*Stated exercise:* All of the data should be repeated exactly; pictures are not part of the copy.
-- start of Recorded data --
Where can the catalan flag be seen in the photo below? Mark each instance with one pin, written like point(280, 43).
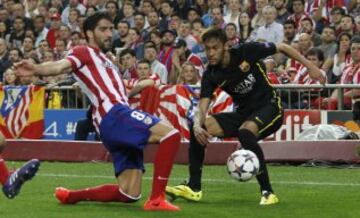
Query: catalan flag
point(22, 111)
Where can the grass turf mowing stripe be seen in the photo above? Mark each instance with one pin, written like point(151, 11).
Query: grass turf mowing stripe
point(205, 180)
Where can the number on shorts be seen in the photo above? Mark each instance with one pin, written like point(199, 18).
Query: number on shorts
point(137, 115)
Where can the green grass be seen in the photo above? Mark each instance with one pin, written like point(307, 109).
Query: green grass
point(303, 192)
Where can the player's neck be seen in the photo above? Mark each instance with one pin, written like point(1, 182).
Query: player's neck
point(226, 59)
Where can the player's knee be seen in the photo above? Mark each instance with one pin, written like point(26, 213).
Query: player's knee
point(213, 127)
point(130, 196)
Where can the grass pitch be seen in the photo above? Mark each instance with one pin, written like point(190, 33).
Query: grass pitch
point(303, 192)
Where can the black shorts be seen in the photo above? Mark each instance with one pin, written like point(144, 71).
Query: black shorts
point(268, 118)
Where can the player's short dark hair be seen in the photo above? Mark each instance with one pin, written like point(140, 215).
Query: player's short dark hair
point(355, 39)
point(144, 61)
point(316, 52)
point(127, 51)
point(302, 1)
point(308, 19)
point(214, 33)
point(92, 21)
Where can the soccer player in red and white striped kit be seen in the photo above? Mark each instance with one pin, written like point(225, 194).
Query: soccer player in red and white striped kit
point(123, 131)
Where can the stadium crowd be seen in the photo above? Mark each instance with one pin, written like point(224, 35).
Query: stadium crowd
point(167, 34)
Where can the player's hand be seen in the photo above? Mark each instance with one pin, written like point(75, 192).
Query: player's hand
point(24, 68)
point(201, 135)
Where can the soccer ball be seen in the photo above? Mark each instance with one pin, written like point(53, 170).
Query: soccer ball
point(243, 165)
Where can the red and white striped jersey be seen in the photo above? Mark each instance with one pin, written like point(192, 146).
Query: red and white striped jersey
point(99, 80)
point(303, 77)
point(133, 82)
point(351, 74)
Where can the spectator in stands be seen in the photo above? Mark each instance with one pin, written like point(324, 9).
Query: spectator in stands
point(271, 31)
point(5, 63)
point(258, 20)
point(72, 4)
point(123, 31)
point(140, 24)
point(128, 64)
point(350, 75)
point(166, 53)
point(197, 29)
point(28, 47)
point(207, 15)
point(189, 75)
point(193, 14)
point(298, 6)
point(128, 11)
point(282, 12)
point(18, 10)
point(112, 8)
point(136, 43)
point(74, 16)
point(218, 18)
point(153, 20)
point(15, 55)
point(145, 79)
point(233, 39)
point(335, 17)
point(40, 29)
point(18, 33)
point(342, 57)
point(167, 10)
point(150, 54)
point(234, 13)
point(181, 55)
point(90, 10)
point(10, 78)
point(289, 31)
point(307, 26)
point(53, 33)
point(245, 26)
point(155, 37)
point(347, 24)
point(328, 46)
point(185, 34)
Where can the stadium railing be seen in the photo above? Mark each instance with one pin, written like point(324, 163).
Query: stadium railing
point(292, 96)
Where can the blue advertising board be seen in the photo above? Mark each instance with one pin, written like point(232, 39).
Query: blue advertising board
point(61, 124)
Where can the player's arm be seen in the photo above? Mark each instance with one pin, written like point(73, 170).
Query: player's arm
point(53, 68)
point(140, 86)
point(314, 71)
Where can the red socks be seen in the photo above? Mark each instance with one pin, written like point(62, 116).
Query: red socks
point(4, 172)
point(104, 193)
point(163, 163)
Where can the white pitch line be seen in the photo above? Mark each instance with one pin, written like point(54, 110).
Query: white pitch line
point(307, 183)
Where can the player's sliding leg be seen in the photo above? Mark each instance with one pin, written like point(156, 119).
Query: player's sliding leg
point(250, 142)
point(169, 144)
point(191, 190)
point(12, 182)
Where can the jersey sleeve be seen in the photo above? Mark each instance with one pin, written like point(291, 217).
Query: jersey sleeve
point(78, 57)
point(207, 86)
point(254, 51)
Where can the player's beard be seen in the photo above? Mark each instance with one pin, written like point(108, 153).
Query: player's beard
point(104, 45)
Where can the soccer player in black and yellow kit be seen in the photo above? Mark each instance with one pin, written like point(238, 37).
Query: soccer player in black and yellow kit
point(239, 72)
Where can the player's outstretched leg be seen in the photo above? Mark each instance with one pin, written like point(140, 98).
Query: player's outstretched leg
point(249, 141)
point(191, 190)
point(168, 147)
point(103, 193)
point(15, 180)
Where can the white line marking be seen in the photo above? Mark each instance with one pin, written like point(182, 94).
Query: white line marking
point(306, 183)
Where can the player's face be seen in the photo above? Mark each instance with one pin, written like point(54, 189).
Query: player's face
point(214, 50)
point(103, 35)
point(355, 52)
point(143, 70)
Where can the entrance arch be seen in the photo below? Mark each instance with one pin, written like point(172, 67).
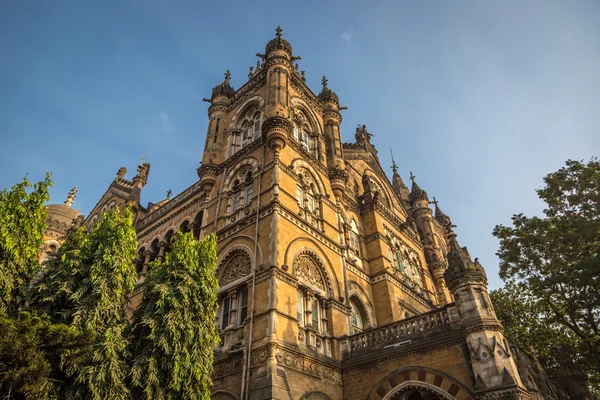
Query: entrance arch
point(419, 383)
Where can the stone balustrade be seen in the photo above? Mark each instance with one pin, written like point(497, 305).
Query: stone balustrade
point(395, 333)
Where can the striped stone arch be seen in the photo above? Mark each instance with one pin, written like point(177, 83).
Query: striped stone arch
point(253, 102)
point(356, 292)
point(315, 395)
point(414, 378)
point(222, 395)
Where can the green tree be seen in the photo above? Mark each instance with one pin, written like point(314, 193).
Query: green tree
point(63, 275)
point(527, 325)
point(556, 259)
point(174, 329)
point(92, 291)
point(32, 351)
point(22, 224)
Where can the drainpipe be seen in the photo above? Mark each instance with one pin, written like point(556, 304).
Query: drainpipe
point(248, 352)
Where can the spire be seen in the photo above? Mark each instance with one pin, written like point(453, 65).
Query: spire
point(71, 198)
point(398, 185)
point(416, 193)
point(328, 94)
point(224, 89)
point(460, 264)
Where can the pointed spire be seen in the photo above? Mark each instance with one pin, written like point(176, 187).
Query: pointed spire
point(398, 185)
point(460, 264)
point(415, 187)
point(394, 167)
point(328, 94)
point(71, 198)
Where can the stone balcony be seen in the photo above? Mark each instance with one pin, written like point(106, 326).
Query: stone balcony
point(410, 333)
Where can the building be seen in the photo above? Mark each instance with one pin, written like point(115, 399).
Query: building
-- end of Recorded data --
*Response to the exercise:*
Where can the catalan flag be seen in the photo below? Mark each instance with one pin, written like point(280, 43).
Query: catalan flag
point(22, 111)
Where can the grass turf mowing stripe be seen in the photo above? Mark each instance with one pin, written like point(151, 11).
Query: grass turf mowing stripe
point(205, 180)
Where can the number on shorts be seen in the photo above? Mark each instance with one pin, written like point(199, 18).
Query: number on shorts
point(137, 115)
Where can the green grass be seen in the photo above? Mark each instance with one pin, written like point(307, 109).
Query: green grass
point(303, 192)
Where can the player's neck be seen in the photo above? Mark each instance with one pin, written like point(1, 182).
Query: player's neck
point(226, 59)
Where can the player's knee be seen in the photo above? Mark each instance with one pin, written like point(26, 213).
Query: player's knee
point(213, 127)
point(130, 196)
Where can the grass pitch be seen in the photo above? Mark each instance with one pin, written like point(190, 33).
Query: grass pitch
point(303, 192)
Where can the black shorts be seen in the photo above? Mark each instance with one pin, written like point(144, 71).
Query: black shorts
point(268, 118)
Where can the player's short dark hair be seen in the photo above? Mark each instance with one pin, written like point(140, 215).
Query: player's short dark hair
point(355, 39)
point(144, 61)
point(316, 52)
point(127, 51)
point(302, 1)
point(308, 19)
point(214, 33)
point(92, 21)
Where can the soccer player in red and white striped kit be seen in the photo above? Mark each instance with one pin, written like point(225, 194).
Query: soccer player in red and white striped kit
point(123, 131)
Where can the stadium crowd be seen in the photo above? Mark each instance with one pin, written like point(224, 35).
Query: stadium crowd
point(167, 34)
Where can the player's hand be seen in the photo above? Mark each instance with one pin, written like point(75, 192).
Query: player's hand
point(24, 68)
point(201, 135)
Where can the soccer ball be seen in the photo above? Mark each instance with one pin, written like point(53, 170).
Query: soccer ball
point(243, 165)
Where can the red and white striped jersey be seen in the photo above? Mark each instance with one pin, written like point(192, 146).
Query: red and white striped jersey
point(99, 80)
point(303, 77)
point(133, 82)
point(351, 74)
Where can the spectator in stands be seen in the photo above? Mark each instance with one pin, written like point(324, 9).
Query: spectator in stands
point(271, 31)
point(5, 63)
point(258, 20)
point(72, 4)
point(123, 31)
point(140, 24)
point(128, 64)
point(350, 75)
point(166, 53)
point(197, 29)
point(28, 47)
point(207, 15)
point(189, 75)
point(193, 14)
point(298, 6)
point(128, 11)
point(282, 12)
point(18, 10)
point(112, 8)
point(136, 43)
point(74, 16)
point(218, 18)
point(153, 20)
point(15, 55)
point(145, 79)
point(233, 39)
point(335, 17)
point(40, 29)
point(18, 33)
point(342, 57)
point(167, 10)
point(150, 54)
point(234, 13)
point(181, 55)
point(90, 10)
point(10, 78)
point(289, 31)
point(307, 26)
point(53, 33)
point(245, 26)
point(155, 37)
point(347, 24)
point(328, 46)
point(185, 34)
Where can the stadium railing be seen in the photo above? Mark each instance with one pin, written like point(324, 163).
Query: stadium railing
point(292, 96)
Where can the blue advertising board be seen in the photo above? Mark each instance with one pin, written like point(232, 39).
Query: blue advertising board
point(61, 124)
Where can the player's arm be seen in the photo above? Mark each instance with one pin, written like point(73, 170).
Query: player's arm
point(53, 68)
point(140, 86)
point(314, 71)
Where can the red socks be seen in the photo above? Mark each instance with one pin, written like point(62, 116).
Query: red socks
point(4, 172)
point(104, 193)
point(163, 163)
Where can the white pitch line be seen in the photo above? Mark each instance with one pin, written like point(54, 110).
Query: white pitch line
point(307, 183)
Where can the player's sliding leg be seen in the photo above? Mark each instance with one pin, written like point(156, 119).
Query: player's sliding leg
point(250, 142)
point(169, 144)
point(191, 190)
point(12, 182)
Where can the jersey sleeve be seen in the photo above? Mark each instance with one pin, written like point(291, 217).
Query: jersey sleeve
point(78, 57)
point(207, 86)
point(254, 51)
Where can the player's beard be seen in the photo above? Mark each instance with one pin, written like point(108, 153).
Query: player's beard
point(104, 45)
Where can the soccer player in black and yellow kit be seen in the photo above? Mark each instance with one pin, written like point(238, 37).
Query: soccer player in black and yellow kit
point(239, 72)
Where can the player's outstretched leg be seen in the photo above? Mark each instance with one pin, written like point(140, 98).
Query: player's outstretched leg
point(249, 141)
point(191, 190)
point(168, 147)
point(103, 193)
point(15, 180)
Where can the white line marking be seen in the photo above? Mark each instance with one pin, written like point(182, 94).
Query: white line marking
point(306, 183)
Where can the player's face be seen in the photo above? Mark each instance with one pin, written like point(54, 189).
Query: player's face
point(214, 50)
point(103, 35)
point(355, 52)
point(143, 70)
Where can the entrance arch be seen in the photo below? Mark each instance with one pin, written like point(172, 67).
Query: entrance arch
point(419, 383)
Where can the stone balustrade be seen in the photo above? Mark each instance with one pin, written like point(497, 305).
Query: stone balustrade
point(395, 333)
Where can the striped stone arch be seen in the photo above? Mark each instance with one pin, written like point(177, 83).
Query: striped stone arch
point(253, 102)
point(356, 292)
point(315, 395)
point(414, 378)
point(222, 395)
Where can the green tree be seen in the photo above? Mark each instance with one pin, written like point(314, 193).
Query: green tree
point(63, 275)
point(527, 325)
point(556, 259)
point(174, 329)
point(92, 291)
point(32, 351)
point(22, 224)
Where can the drainpipe be seen in the photo above? Mark each instance with one pin, written like point(556, 304).
Query: drainpipe
point(248, 352)
Where can the spire be seen in the photo above? Mark each instance with one pin, written like point(453, 65).
Query: spire
point(71, 198)
point(398, 185)
point(416, 193)
point(328, 94)
point(224, 89)
point(460, 264)
Where can the pointed spire be seen in the photo above? Mark each instance with one pin, written like point(176, 187).
Query: pointed spire
point(398, 185)
point(460, 264)
point(415, 187)
point(394, 167)
point(328, 94)
point(71, 198)
Where can the stone balcony be seen in the photo above? Mark each instance with one pin, written like point(106, 326).
Query: stone balcony
point(410, 333)
Where can the building be seen in the photo above? Mark each instance with one pin, written like point(115, 399).
Query: building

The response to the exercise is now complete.